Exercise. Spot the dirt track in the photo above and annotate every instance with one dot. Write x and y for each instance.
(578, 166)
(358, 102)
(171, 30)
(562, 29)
■ ■ ■ ■ ■ ■ ■
■ PROMPT ■
Please transcribe all of the records, keeping every line exactly as it is.

■ YOUR RESPONSE ■
Exercise. Spot the dirt track in the photo above and annotate every instance with one dot. Write x and y for each instance.
(578, 166)
(358, 102)
(171, 30)
(562, 29)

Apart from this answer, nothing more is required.